**TASK STATEMENT**
Keep the pictures out. Restate the entries below word for word.

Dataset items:
------------------------------

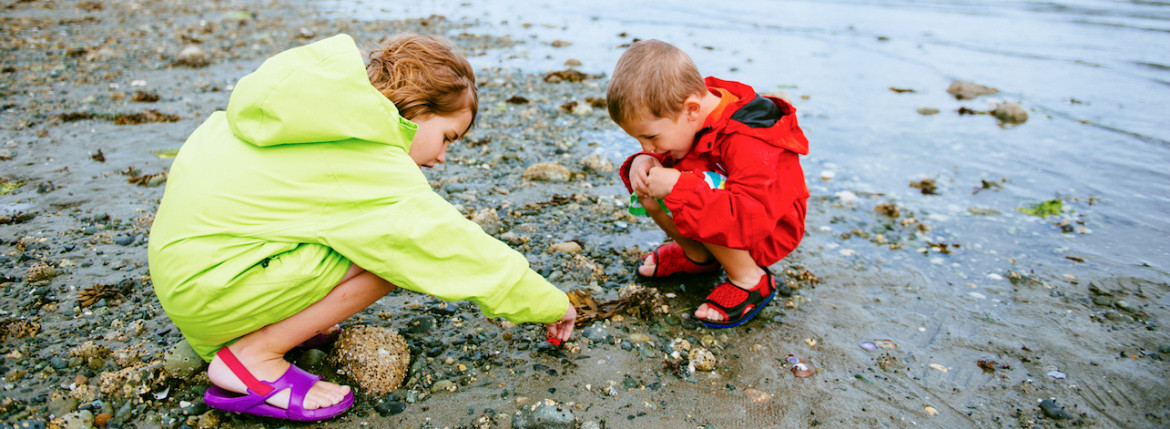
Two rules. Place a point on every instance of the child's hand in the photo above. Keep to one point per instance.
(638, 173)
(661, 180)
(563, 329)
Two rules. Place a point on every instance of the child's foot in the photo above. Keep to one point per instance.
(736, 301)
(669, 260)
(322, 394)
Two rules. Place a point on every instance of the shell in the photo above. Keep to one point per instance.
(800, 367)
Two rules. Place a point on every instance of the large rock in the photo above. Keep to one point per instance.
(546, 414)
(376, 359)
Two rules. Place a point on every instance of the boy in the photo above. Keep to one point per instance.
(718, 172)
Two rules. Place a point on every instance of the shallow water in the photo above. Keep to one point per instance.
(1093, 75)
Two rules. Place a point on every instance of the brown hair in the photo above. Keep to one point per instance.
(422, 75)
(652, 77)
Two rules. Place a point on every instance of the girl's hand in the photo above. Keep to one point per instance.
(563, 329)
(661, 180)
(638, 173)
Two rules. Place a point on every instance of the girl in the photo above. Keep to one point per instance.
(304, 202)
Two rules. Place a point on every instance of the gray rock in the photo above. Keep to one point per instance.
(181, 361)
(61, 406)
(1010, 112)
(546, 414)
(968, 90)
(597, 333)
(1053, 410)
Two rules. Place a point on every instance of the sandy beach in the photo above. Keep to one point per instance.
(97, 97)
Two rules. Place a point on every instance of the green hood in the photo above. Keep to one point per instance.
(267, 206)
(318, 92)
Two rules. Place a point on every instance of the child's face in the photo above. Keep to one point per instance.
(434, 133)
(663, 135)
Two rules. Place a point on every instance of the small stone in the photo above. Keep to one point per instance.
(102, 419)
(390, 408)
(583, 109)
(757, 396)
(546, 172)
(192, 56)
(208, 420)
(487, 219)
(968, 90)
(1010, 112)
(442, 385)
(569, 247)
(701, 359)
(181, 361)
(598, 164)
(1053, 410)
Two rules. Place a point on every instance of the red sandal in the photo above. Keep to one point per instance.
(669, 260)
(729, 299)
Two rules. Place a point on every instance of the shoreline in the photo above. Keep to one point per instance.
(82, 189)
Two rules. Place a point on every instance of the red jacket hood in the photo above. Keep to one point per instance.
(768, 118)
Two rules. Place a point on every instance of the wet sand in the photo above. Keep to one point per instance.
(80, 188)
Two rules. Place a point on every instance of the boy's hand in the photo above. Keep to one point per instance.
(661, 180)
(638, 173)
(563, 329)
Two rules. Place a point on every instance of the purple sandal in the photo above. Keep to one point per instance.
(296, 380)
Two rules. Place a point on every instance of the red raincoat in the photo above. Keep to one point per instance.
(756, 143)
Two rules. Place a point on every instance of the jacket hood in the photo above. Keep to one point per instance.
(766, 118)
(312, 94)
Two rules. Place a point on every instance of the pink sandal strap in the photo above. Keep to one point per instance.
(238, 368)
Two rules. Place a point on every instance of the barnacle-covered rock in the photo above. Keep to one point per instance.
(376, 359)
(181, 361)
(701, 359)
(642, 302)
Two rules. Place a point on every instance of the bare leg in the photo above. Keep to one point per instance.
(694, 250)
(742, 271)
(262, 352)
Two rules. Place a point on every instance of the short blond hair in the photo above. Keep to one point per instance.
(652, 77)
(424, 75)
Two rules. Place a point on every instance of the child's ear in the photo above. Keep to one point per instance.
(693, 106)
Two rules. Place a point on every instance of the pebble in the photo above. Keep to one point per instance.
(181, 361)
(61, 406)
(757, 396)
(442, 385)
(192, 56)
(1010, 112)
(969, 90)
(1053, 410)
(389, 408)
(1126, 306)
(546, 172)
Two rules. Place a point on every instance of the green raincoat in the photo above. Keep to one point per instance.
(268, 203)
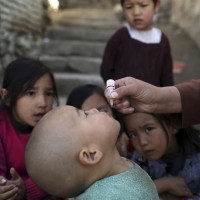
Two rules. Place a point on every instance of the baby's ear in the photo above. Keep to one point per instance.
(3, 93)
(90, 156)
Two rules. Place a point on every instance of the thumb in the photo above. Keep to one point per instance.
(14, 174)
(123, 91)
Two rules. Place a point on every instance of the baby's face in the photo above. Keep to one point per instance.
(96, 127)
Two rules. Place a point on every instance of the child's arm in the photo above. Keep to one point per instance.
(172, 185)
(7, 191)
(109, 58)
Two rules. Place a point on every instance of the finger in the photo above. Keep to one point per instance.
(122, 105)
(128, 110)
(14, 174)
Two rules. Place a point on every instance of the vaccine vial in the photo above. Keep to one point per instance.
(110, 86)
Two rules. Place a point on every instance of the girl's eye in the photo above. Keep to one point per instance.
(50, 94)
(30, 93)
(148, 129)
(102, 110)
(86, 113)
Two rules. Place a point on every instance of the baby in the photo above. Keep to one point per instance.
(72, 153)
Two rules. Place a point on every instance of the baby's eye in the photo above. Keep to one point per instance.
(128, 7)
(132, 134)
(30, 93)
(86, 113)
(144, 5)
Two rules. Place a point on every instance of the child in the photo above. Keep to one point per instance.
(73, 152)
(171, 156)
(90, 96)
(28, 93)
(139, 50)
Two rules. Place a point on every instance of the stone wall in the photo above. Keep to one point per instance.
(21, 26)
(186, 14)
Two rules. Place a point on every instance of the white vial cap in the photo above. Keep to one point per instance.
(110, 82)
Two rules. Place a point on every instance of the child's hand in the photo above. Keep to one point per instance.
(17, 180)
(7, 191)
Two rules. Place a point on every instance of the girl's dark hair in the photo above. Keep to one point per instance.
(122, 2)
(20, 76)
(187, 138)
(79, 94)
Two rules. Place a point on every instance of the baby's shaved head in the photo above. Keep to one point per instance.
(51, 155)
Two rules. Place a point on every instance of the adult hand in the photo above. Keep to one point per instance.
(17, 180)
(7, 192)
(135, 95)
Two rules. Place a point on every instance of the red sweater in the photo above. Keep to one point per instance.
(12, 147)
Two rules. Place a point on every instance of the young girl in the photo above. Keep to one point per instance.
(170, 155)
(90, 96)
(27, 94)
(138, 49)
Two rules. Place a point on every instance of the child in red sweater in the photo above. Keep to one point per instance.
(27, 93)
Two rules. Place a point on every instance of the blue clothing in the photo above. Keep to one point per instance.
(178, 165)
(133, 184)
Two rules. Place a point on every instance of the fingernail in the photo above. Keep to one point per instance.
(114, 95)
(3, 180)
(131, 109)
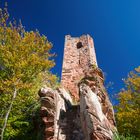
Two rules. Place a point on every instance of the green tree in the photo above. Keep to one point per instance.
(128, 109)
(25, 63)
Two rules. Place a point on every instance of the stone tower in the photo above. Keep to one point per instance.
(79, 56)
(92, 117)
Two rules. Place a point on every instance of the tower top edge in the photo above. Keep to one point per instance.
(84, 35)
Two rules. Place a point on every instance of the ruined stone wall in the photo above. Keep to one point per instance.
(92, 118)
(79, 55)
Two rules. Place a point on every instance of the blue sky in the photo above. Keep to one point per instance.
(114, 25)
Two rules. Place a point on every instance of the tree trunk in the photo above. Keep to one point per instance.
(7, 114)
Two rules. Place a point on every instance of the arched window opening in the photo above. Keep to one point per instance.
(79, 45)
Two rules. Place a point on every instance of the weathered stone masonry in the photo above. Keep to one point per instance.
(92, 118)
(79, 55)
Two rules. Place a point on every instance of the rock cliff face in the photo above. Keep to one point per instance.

------------------------------

**EXERCISE RESPONSE**
Two rules. Place a point on every instance of the child's hand in the photo above. Keep to one point per instance.
(638, 173)
(661, 180)
(563, 329)
Two rules. Place a point on every instance of the child's foot in the photo above. Keep to one point per instance.
(736, 301)
(669, 260)
(322, 394)
Two rules. Place a point on every instance of the shell in the photo above. Keep to one point per instance.
(800, 367)
Two rules. Place a point on every instance of the large rock in the photo above. Keep to one point per instance.
(546, 414)
(376, 359)
Two rules. Place a point on every instance of the boy in the photo above. Keep to one point per instance.
(718, 172)
Two rules. Place a point on every instance of the shallow water in the photo above. Keep to one point per instance.
(1093, 75)
Two rules. Place a point on every instance of the brown hair in the photo above. Keep to one point per instance.
(422, 75)
(652, 77)
Two rules. Place a point on every instance of the girl's hand in the photo above. Keep to one point per instance.
(563, 329)
(661, 180)
(638, 173)
Two rules. Place a point on every instance of the girl in the photo above. Keep to one point per instance.
(304, 202)
Two rules. Place a point on every instance of the gray rock in the photo above. Keep to one point per instance.
(181, 361)
(61, 406)
(1010, 112)
(546, 414)
(968, 90)
(597, 333)
(1053, 410)
Two rules. Place a point on every instance of the sandy beach in the photo above. Keep to one point per instance.
(97, 97)
Two rules. Place a point on every instance of the green hood in the photo above. Keep to one point per instance.
(267, 206)
(318, 92)
Two rules. Place a point on every instance of the child's face in the photo above. Keep to one point per instance.
(434, 133)
(663, 135)
Two rules. Place a point on every instance of the small stone in the photo above. Keep to one point per instance.
(102, 419)
(390, 408)
(583, 109)
(757, 396)
(546, 172)
(192, 56)
(208, 420)
(487, 219)
(968, 90)
(1010, 112)
(442, 385)
(569, 247)
(701, 359)
(181, 361)
(598, 164)
(1053, 410)
Two rules. Place a point on every instance of the red sandal in the photo above. Keep to one point per instance.
(669, 260)
(729, 299)
Two rules. Place a point on every instance of the shoreline in the photo above. Keep to one point per instance.
(82, 189)
Two rules. Place a point on every instance of the red jacket hood in the photo above. Keep to one point per instance.
(768, 118)
Two rules. Place a point on every instance of the wet sand in the photo above. Keep to one point per instance.
(80, 188)
Two rules. Place a point on every instance of the boy's hand in the photo above. Keep to one point per instance.
(661, 180)
(638, 173)
(563, 329)
Two rules. Place a point on every instance of the purple sandal in the photo above. Keep to one point per instance.
(296, 380)
Two rules. Place a point on every instance of the red raincoat in the photo above. Keep to one point per instance.
(756, 143)
Two rules. Place a point on every instance of the jacket hood in the photo above. Keep to one point per instance.
(766, 118)
(312, 94)
Two rules. Place a point on every instance of the pink sandal strap in the photo above. Keep to one point per instance.
(238, 368)
Two rules. Place a point on every instance of the barnacle-covered rock in the photo above. Keep to one point per instance.
(376, 359)
(181, 361)
(701, 359)
(642, 302)
Two rules. Place a point on every instance of the bare leg in the photo above. Keep to one point per instance.
(694, 250)
(742, 271)
(262, 352)
Two rules. Place a point on every instance of the short blond hair in the photo above. Keep to one point per instance.
(652, 77)
(424, 75)
Two rules. Place a point on every instance of the child's ear in the photo above. Keep to one point per instance.
(693, 106)
Two rules. Place a point on every instance of the pebble in the photo above. Keep to one point per instance.
(181, 361)
(61, 406)
(757, 396)
(442, 385)
(192, 56)
(1010, 112)
(969, 90)
(1053, 410)
(389, 408)
(1126, 306)
(546, 172)
Two rules. Place a point on every instance of the green raincoat in the photo above. Keep to one point per instance.
(268, 203)
Two rules. Place a point on every instance of the baby's ear in the photo above. Keep to one point per instance.
(3, 93)
(90, 156)
Two rules. Place a point on every instance of the thumb in the photo above. Keep to one point per instance.
(14, 174)
(123, 91)
Two rules. Place a point on every instance of the baby's face in the photo above. Keep to one point per instance.
(96, 127)
Two rules. Place a point on every instance of the child's arm in the photo above. Keep to one point per instance.
(172, 185)
(7, 191)
(109, 58)
Two rules. Place a point on every instance of the finger in the photo above. Keep to one point per instance.
(122, 105)
(128, 110)
(14, 174)
Two rules. Place a point on every instance of the vaccine vial in the photo above. Keep to one point per instance.
(110, 86)
Two rules. Place a point on every instance of the girl's eye in the photo above. Keep to one point per instance.
(50, 94)
(30, 93)
(148, 129)
(102, 110)
(86, 113)
Two rules. Place a point on every instance of the baby in the photo above. Keep to one point per instance.
(72, 153)
Two rules. Place a point on every instance of the baby's eye in the photo above. Keep to one point per instance.
(128, 7)
(132, 134)
(30, 93)
(86, 113)
(144, 5)
Two rules. Place a point on every instance of the child in the photo above. Keep to one point per instance.
(73, 152)
(171, 156)
(90, 96)
(28, 93)
(139, 50)
Two rules. Place a point on every instance of the stone wall in the photo above. Keep to one point per instance.
(21, 26)
(186, 14)
Two rules. Place a point on every instance of the white vial cap in the photo above. Keep to one point per instance.
(110, 82)
Two rules. Place a point on every instance of the child's hand in the photo above. Keep to one point per instance.
(17, 180)
(7, 191)
Two rules. Place a point on every instance of the girl's dark hair in the photo above. Keep to one point per instance.
(122, 2)
(20, 76)
(187, 138)
(79, 94)
Two rules. Place a point on every instance of the baby's shaved head in the photo above. Keep to one point per instance.
(51, 155)
Two rules. Place a point on every instance of the adult hand in the photo above. Keep to one point per instance.
(17, 180)
(7, 192)
(135, 95)
Two rules. Place a point on every instance of the red sweater in the photo above. Keep to one point per instance.
(12, 147)
Two rules. Place a point on every instance of the young girl in the photo above. Keep to one point per instance.
(170, 155)
(90, 96)
(27, 94)
(138, 49)
Two rules. Place a point on every instance of the child in red sweater in the photo above. Keep to one point per instance.
(27, 93)
Two rules. Place a point on every instance of the blue clothing in the photo above. Keep to one point per instance.
(178, 165)
(133, 184)
Two rules. Place a point on every instance of the fingernail in the photo above. Keep to one point per instance.
(114, 95)
(3, 180)
(131, 109)
Two rules. Place a point on every instance of the green tree in the photo above. Keep to one point per instance.
(128, 109)
(25, 63)
Two rules. Place a point on every instance of the stone tower in the photo above. Keep to one point per instance.
(79, 56)
(92, 117)
Two rules. Place a point on every instance of the tower top edge in the photo above. Keep to one point per instance.
(84, 35)
Two rules. Place a point on every instance of the ruined stone wall in the photo above. Keep to one point per instance.
(92, 118)
(79, 55)
Two rules. Place a point on every instance of the blue sky in the photo above. Keep to one point per instance.
(114, 25)
Two rules. Place a point on every instance of the tree trunk in the photo above. Keep to one point per instance.
(7, 114)
Two rules. Place a point on every instance of the arched window opening in the photo above. Keep to one point per instance.
(79, 45)
Two rules. Place a point on every instance of the weathered stone masonry in the photo above. Keep to one point per instance.
(92, 118)
(79, 55)
Two rules. Place a point on every instance of the rock cliff face in the photo above. Keep to one point per instance.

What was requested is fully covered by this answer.